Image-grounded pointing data
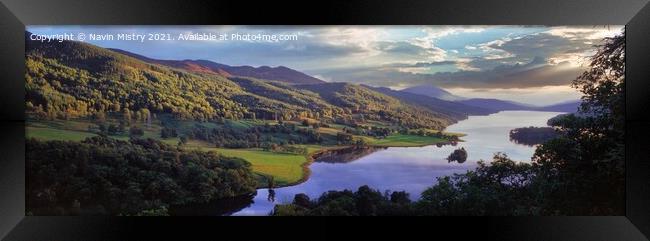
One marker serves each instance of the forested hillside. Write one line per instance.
(71, 79)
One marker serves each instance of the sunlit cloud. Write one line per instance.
(455, 57)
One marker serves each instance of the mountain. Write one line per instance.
(373, 105)
(570, 107)
(280, 73)
(496, 104)
(71, 79)
(451, 108)
(432, 91)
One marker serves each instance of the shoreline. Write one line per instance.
(311, 157)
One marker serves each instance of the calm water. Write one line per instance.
(410, 169)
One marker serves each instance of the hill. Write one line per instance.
(280, 73)
(72, 79)
(432, 91)
(453, 109)
(496, 104)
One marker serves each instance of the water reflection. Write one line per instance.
(410, 169)
(345, 155)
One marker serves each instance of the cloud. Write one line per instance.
(535, 73)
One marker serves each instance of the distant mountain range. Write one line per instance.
(280, 73)
(494, 105)
(72, 79)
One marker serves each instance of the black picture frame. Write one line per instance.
(16, 14)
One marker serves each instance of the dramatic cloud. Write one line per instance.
(522, 58)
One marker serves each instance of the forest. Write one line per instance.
(100, 176)
(145, 137)
(579, 172)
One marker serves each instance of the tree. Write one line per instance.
(459, 155)
(136, 132)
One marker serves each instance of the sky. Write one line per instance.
(529, 64)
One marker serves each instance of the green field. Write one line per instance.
(286, 168)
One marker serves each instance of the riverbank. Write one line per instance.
(287, 169)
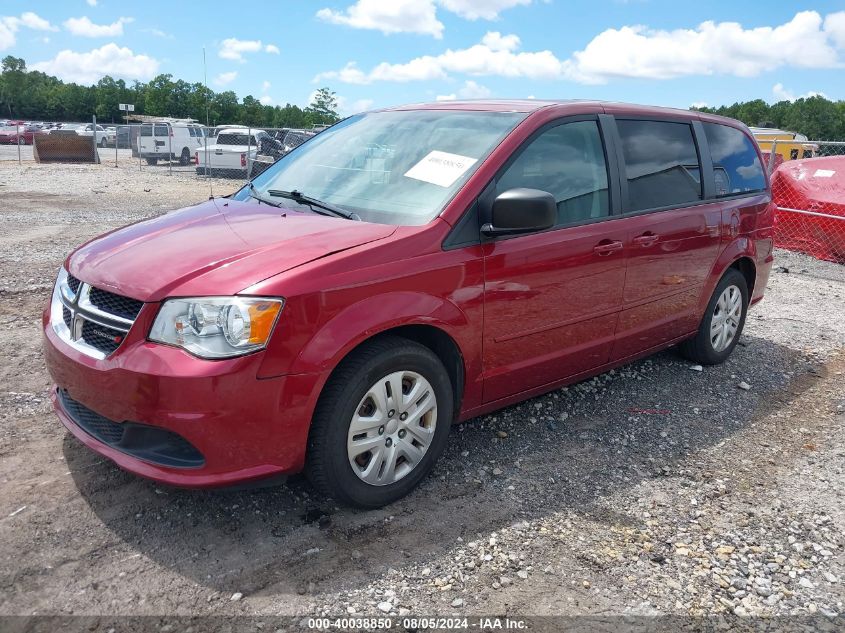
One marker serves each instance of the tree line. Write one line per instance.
(818, 118)
(33, 95)
(36, 96)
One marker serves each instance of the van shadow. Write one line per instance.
(619, 429)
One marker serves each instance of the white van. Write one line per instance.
(170, 140)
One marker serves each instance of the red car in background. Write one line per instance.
(399, 272)
(18, 135)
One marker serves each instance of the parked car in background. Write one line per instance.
(111, 136)
(175, 139)
(405, 270)
(18, 135)
(123, 133)
(290, 138)
(236, 151)
(90, 130)
(212, 132)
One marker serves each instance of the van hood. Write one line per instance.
(219, 247)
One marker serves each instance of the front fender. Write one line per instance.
(368, 317)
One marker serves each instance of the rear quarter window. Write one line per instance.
(661, 164)
(736, 166)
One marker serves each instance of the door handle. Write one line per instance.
(646, 239)
(606, 247)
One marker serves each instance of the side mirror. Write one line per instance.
(518, 211)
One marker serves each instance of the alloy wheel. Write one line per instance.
(726, 318)
(392, 428)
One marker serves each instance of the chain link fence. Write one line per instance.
(808, 187)
(165, 146)
(808, 177)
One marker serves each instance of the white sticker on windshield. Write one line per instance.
(441, 168)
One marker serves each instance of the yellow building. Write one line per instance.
(790, 145)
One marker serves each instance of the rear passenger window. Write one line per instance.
(661, 164)
(568, 162)
(735, 162)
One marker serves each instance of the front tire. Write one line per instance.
(722, 324)
(381, 423)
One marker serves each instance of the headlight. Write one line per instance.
(217, 327)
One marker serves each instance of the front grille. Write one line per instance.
(148, 443)
(101, 337)
(93, 320)
(73, 283)
(115, 304)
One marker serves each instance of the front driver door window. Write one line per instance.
(552, 298)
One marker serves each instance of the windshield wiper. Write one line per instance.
(253, 193)
(298, 196)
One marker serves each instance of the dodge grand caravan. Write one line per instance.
(402, 271)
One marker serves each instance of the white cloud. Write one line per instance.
(480, 9)
(834, 26)
(234, 49)
(347, 108)
(725, 48)
(84, 27)
(33, 21)
(413, 16)
(470, 90)
(497, 54)
(780, 93)
(10, 25)
(158, 33)
(226, 78)
(388, 16)
(109, 59)
(473, 90)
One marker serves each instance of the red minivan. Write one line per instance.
(404, 270)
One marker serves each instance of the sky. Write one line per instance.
(377, 53)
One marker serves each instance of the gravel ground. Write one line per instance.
(658, 488)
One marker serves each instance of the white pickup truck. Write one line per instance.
(235, 151)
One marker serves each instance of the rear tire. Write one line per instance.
(405, 445)
(722, 323)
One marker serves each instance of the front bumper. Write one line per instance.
(243, 427)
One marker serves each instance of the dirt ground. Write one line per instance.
(654, 489)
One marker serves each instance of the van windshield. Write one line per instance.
(398, 167)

**YOUR TASK:** Produce the data again character for character, with the images left out.

**OUTPUT:**
One marker serves each instance of the forested hillside. Write one line per instance.
(71, 79)
One marker serves each instance of the sunlit cloud. Write one line per instance.
(455, 57)
One marker serves each instance of the mountain. Write one line per instance.
(373, 105)
(570, 107)
(280, 73)
(496, 104)
(71, 79)
(451, 108)
(432, 91)
One marker serves each instance of the shoreline. Write one line per instance.
(311, 157)
One marker serves each instance of the calm water. Write one line per instance.
(410, 169)
One marker serves each instance of the hill. Write one line per instance.
(280, 73)
(72, 79)
(432, 91)
(453, 109)
(496, 104)
One marker serves each instance of the water reflection. Write one line per instance.
(410, 169)
(345, 155)
One marker serves each instance of the cloud. Write one line per instance.
(535, 73)
One marker serves each instance of the distant mountain range. Write one line per instance.
(280, 73)
(494, 105)
(72, 79)
One marker serves each instance of the black picture frame. Write one line per instance.
(16, 14)
One marker serves each instance of the dramatic cloud. Write one line per instance.
(522, 58)
One marker serves each instance of the forest. Write one line per instance.
(100, 176)
(145, 137)
(579, 172)
One marker serves each instance of the tree. Write one line per instance.
(459, 155)
(136, 132)
One marker serves each instance of the sky. Write one line per instance.
(529, 64)
One marker serves each instance of the green field. Write one line per instance.
(286, 168)
One marker serves each instance of the riverbank. Write one line per instance.
(287, 169)
One marker serves each instance of the tree line. Write one line per instance.
(818, 118)
(33, 95)
(36, 96)
One marker serves each instance of the van shadow. Write one line per instance.
(619, 429)
One marker serves each instance of the white van. Write one line per instance.
(170, 140)
One marker serves each instance of the red car in background. Write one line per instance.
(399, 272)
(18, 135)
One marker serves each instance of the parked car in background. Write one line per instance.
(111, 136)
(175, 139)
(405, 270)
(18, 135)
(123, 133)
(290, 138)
(236, 151)
(90, 130)
(212, 132)
One marker serves each instance of the van hood. Write one line per instance.
(219, 247)
One marker serves each instance of the front fender. Write one line per instance.
(368, 317)
One marker serves each instance of the rear quarter window. Write one line per instance.
(661, 164)
(736, 166)
One marker serves each instance of the door handle. Write one line per instance.
(646, 239)
(606, 247)
One marker serves each instance of the side mirror. Write one line per instance.
(518, 211)
One marker serves each instance of the alloy wheel. Write one line per instance.
(726, 318)
(392, 428)
One marker serves each instance of the chain link fence. Write one line per instance.
(808, 187)
(165, 146)
(808, 177)
One marker serves each instance of the white sticker on windshield. Write one line per instance.
(441, 168)
One marker serves each instance of the yellow building. Write one line per instance.
(790, 145)
One marker serves each instance of the rear passenger window. Write one line per instance.
(661, 164)
(568, 162)
(735, 162)
One marker serves each instance of the front tire. Write one line per instance.
(722, 324)
(381, 423)
One marker serves each instance of the headlight. Write one line per instance.
(217, 327)
One marker serves each instance of the front grille. Write one line per instance.
(148, 443)
(101, 337)
(93, 320)
(73, 283)
(115, 304)
One marker serves each instance of the front driver door window. Write one line per instance.
(552, 298)
One marker serves each instance of the windshield wiper. Write one line per instance.
(253, 193)
(298, 196)
One marker serves each instance of the dodge grand caravan. Write one line per instance.
(402, 271)
One marker serves each instance of the white cloud. Write one line per instance.
(480, 9)
(834, 26)
(234, 49)
(347, 108)
(725, 48)
(84, 27)
(33, 21)
(413, 16)
(470, 90)
(497, 54)
(780, 93)
(10, 25)
(158, 33)
(226, 78)
(388, 16)
(109, 59)
(473, 90)
One marker serves each instance of the red minivan. Write one line per instance.
(404, 270)
One marker serves each instance of the sky. Write one line per instance.
(377, 53)
One marker serves each instance of the gravel ground. Write one line per instance.
(658, 488)
One marker serves each instance of the white pickup truck. Write one line per instance.
(235, 151)
One marker serves each instance of the rear tire. Write one line per instance.
(405, 445)
(722, 323)
One marker serves each instance of the front bumper. Write one line per instance.
(243, 427)
One marker serves each instance of the dirt ground. Write one line per instance.
(654, 489)
One marker serves each instance of the van windshield. Write one line per instance.
(398, 167)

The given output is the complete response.